Set down every one of the following rows again, reproducing each line without any change.

--- Start of DATA TO USE ---

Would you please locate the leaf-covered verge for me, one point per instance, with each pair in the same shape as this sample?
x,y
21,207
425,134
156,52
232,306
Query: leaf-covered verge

--- End of DATA TO USE ---

FULL SOLUTION:
Would you please locate the leaf-covered verge for me, one point per instance, with each pair in the same shape as this sample?
x,y
21,207
425,134
156,52
232,306
Query: leaf-covered verge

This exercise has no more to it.